REQUIRED TASKS –
**a)** In the article on Nigeria's companies bill, where did Nigeria rank in the World Bank's ease of doing business index?
**b)** Extend the article on Nigeria's companies bill past its final sentence.

SELECTION –
━━━━━━
Nigeria: The Companies and Allied Matters Act (Repeal and Re-Enactment) Bill 2018: a catalyst for business in Nigeria
IFLR is part of the Delinian Group, Delinian Limited, 4 Bouverie Street, London, EC4Y 8AX, Registered in England & Wales, Company number 00954730
Copyright © Delinian Limited and its affiliated companies 2024

Accessibility | Terms of Use | Privacy Policy | Modern Slavery Statement

Nigeria: The Companies and Allied Matters Act (Repeal and Re-Enactment) Bill 2018: a catalyst for business in Nigeria

Nigeria Law And Justice Concept

The Companies and Allied Matters Act (Cama) remains at the core of the regulation of business formations through which local and foreign direct investments (FDI) flow into the Nigerian economy. Despite its importance, Cama has proven inadequate, as it is only a re-enactment of the1968 Companies Act with further insignificant amendments in 1990 and 2004. These amendments did not reflect the ever dynamic and innovative global business environment Cama sought to regulate, justifying the need for a complete overhaul of the Act in the face of Nigeria's current commercial realities.

The near abysmal rating of Nigeria in the World Bank's ease of doing business index (145th out of 190 countries) called for the Companies and Allied Matters Act (Repeal and Re-enactment) Bill, 2018 to be approved on May 15 2018 by the Nigerian Senate. The eventual implementation of the Bill is expected to make Nigeria's entire corporate legal framework more efficient, and re-position the country as a destination for FDI.

Structurally, 247 extra sections have been included in the Bill among other alterations to existing provisions of Cama. Some major highlights follow.

E-registration

A key innovation in the Bill is the provision ensuring that the Corporate Affairs Commission (CAC) sets up platforms under which registration and other transactions for business formations can be conducted electronically as opposed to the traditional manual system previously prescribed by Cama. E-registration enhances the efficiency and speed of business registrations.

One-man companies

The Bill also provides for the possibility of having single-shareholder and single-director companies (for small enterprises) as opposed to the minimum requirement of two shareholders under Cama. This is intended to encourage the creation of small and medium enterprises, and support the growth of fledging businesses as observed in other jurisdictions.

Ease of formation of companies limited by guarantee

The Bill totally obviates the need for the approval of the attorney general of the Federation (AGF) for the registration of the memorandum and the formation of a company limited by guarantee. This need for the AGF's approval is currently a requirement under Cama and is a critical hurdle each investor is required to overcome, given that the bureaucratic clog and inordinate delays in obtaining ministerial approval have been a deterrent to potential investors.
━━━━━━
SUPPLIED RECORDS –
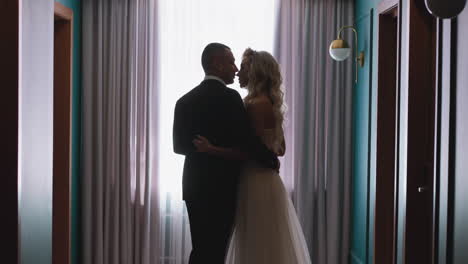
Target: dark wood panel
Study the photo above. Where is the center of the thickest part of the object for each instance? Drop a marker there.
(384, 240)
(460, 166)
(61, 220)
(420, 135)
(9, 27)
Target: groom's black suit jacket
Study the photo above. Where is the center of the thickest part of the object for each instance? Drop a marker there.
(216, 112)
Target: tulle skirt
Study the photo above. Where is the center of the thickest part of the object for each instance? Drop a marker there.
(267, 230)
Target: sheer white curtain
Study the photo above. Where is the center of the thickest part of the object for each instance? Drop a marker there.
(186, 27)
(139, 57)
(319, 92)
(120, 206)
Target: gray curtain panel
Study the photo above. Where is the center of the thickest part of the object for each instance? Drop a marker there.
(119, 206)
(319, 93)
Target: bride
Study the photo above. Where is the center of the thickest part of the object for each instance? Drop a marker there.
(266, 229)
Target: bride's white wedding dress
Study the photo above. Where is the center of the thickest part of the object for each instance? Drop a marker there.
(267, 230)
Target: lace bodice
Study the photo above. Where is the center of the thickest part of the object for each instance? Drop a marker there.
(273, 138)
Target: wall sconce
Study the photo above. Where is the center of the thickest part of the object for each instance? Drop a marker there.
(340, 50)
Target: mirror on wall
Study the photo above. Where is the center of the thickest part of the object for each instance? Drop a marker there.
(444, 8)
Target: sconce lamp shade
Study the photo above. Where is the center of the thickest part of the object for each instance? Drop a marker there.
(339, 50)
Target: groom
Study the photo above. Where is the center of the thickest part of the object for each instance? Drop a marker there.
(210, 182)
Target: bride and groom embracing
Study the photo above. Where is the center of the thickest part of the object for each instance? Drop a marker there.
(238, 208)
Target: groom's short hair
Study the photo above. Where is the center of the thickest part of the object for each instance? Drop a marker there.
(210, 52)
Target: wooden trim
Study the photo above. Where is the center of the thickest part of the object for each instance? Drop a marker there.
(62, 11)
(9, 78)
(386, 6)
(421, 114)
(63, 52)
(452, 140)
(386, 171)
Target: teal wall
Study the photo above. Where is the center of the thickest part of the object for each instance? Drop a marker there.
━━━━━━
TASK RESULTS –
**a)** 145th out of 190 countries.

**b)**
Share buybacks by companies

Unlike Cama, the Bill now enables companies to buy back and acquire their own shares subject to certain conditions. This is to allow a company to reduce its capital costs, float its capital for other uses and benefit from the temporary devaluation of its stock for access to funding.

Formation and recognition of limited partnerships

One of the most radical innovations in the Bill is the provision for registration of limited partnerships which was impossible under Cama.

Ease of reduction in authorised share capital

In a marked difference from Cama which makes a reduction in a company's authorised share capital conditional on a court order, the Bill no longer makes this a requirement. This is a welcome development particularly because obtaining court orders for any purpose in Nigeria is typically hampered by incessant delays. This provision allows for a speedy resolution to business restructuring.

Corporate governance innovations

The Bill exempts small companies and businesses that are yet to commence commercial operations from appointing auditors. This in essence nullifies the need for small companies to hold annual general meetings. A company is exempt from appointing an auditor and holding an annual general meeting in any given year if:

a. it has not been active since its incorporation/in a particular financial year; or

b. the company's turnover is no more than NGN10 million ($27,000 approximately) and its balance sheet total is no more than NGN5 million.

Once the Bill is passed into law, the appointment of a company secretary would also no longer be a statutory requirement for small companies as opposed to earlier provisions under Cama.

Looking forward

We have been informed that the Bill currently awaits presidential assent before it becomes operational. It is however hoped that the bureaucratic formalities for the implementation of this Bill will be fast-tracked to address Nigeria's poor ranking in the ease of doing business index, and provide a more efficient and cost-effective administration of business formation.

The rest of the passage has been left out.